* GIVEN TASK:
Rescale the material from the line containing "return mask of door" down to the line containing "85), (133, 86)]", both ends included, and give back only those lines, requests included. Multiply every coordinate in the answers by 0.6 and round each to a whole number with halves rounded up, leaving the numbers in the requests and their format samples unchanged.
_ _ _ _ _ _ _
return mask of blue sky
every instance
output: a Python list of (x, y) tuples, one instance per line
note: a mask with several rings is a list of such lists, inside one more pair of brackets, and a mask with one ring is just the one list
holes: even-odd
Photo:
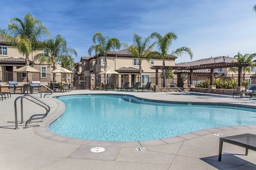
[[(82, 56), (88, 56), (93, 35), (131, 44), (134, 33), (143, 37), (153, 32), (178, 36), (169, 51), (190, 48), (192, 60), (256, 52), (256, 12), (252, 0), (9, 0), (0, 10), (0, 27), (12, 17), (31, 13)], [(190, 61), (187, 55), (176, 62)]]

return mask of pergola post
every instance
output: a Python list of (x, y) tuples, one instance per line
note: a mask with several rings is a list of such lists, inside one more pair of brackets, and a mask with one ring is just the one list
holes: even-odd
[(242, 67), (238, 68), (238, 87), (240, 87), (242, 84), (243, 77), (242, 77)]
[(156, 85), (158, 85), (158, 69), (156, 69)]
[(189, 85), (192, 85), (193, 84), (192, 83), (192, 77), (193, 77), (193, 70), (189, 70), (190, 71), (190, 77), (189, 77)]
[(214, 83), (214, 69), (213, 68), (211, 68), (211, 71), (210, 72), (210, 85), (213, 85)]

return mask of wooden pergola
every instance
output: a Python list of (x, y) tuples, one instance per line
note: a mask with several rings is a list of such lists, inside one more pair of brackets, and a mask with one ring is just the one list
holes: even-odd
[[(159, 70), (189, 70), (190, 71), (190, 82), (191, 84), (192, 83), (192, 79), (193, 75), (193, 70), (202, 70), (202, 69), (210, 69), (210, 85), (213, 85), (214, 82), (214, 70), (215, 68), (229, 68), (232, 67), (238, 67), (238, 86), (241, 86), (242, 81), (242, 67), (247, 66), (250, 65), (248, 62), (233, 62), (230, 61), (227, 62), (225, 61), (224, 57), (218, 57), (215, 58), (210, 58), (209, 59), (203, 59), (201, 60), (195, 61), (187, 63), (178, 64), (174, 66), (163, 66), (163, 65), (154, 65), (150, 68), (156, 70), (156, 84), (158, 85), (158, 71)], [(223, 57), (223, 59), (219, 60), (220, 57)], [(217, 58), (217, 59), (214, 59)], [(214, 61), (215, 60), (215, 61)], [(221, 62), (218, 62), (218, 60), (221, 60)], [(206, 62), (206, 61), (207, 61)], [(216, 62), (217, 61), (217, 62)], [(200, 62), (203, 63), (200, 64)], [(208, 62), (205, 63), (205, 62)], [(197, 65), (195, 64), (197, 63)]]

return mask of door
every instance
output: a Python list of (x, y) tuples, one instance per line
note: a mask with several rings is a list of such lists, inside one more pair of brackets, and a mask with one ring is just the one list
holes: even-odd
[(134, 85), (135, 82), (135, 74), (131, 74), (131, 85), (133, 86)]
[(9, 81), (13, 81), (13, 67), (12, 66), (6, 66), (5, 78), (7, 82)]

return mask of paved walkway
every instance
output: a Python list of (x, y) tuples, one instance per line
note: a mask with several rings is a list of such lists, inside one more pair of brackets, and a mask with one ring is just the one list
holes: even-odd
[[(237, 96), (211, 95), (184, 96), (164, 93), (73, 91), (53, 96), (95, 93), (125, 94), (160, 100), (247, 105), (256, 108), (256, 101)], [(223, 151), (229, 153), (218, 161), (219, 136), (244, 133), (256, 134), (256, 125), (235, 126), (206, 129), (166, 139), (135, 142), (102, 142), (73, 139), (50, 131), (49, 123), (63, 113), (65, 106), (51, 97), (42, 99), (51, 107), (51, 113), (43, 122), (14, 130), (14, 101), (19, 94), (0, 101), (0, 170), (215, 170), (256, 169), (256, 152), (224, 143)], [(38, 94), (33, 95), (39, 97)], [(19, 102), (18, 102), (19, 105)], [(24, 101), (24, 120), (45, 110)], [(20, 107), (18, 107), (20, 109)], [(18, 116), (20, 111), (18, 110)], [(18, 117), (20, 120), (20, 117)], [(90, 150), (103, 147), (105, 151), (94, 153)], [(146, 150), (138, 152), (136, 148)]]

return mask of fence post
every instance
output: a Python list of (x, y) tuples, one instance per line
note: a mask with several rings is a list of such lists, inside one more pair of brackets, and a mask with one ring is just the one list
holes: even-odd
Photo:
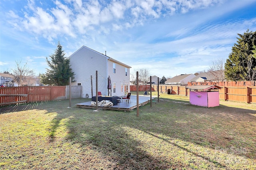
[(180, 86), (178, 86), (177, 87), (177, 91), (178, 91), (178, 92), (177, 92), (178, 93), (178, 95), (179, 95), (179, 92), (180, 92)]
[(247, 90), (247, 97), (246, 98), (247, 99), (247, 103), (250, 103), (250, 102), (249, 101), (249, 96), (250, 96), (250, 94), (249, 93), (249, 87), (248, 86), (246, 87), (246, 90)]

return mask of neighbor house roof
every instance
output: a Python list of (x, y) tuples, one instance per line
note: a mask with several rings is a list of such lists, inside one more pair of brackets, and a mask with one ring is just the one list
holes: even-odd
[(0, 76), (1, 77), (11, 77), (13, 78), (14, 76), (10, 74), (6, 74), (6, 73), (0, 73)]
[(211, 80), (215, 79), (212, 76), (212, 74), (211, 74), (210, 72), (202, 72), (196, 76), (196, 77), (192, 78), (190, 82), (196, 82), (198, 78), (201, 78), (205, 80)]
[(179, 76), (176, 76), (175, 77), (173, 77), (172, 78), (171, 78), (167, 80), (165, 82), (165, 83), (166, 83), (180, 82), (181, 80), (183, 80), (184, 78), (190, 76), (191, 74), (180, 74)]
_ _ _ _ _ _ _
* RESPONSE FOR THIS EXERCISE:
return mask of door
every instance
output: a Python list of (x, y) tuples, one instance per line
note: a mask with several rings is a list of such lists, inside one more pair of brackets, and a mask with one ring is just the one list
holes: even-odd
[(80, 51), (81, 49), (81, 44), (79, 44), (79, 51), (80, 52)]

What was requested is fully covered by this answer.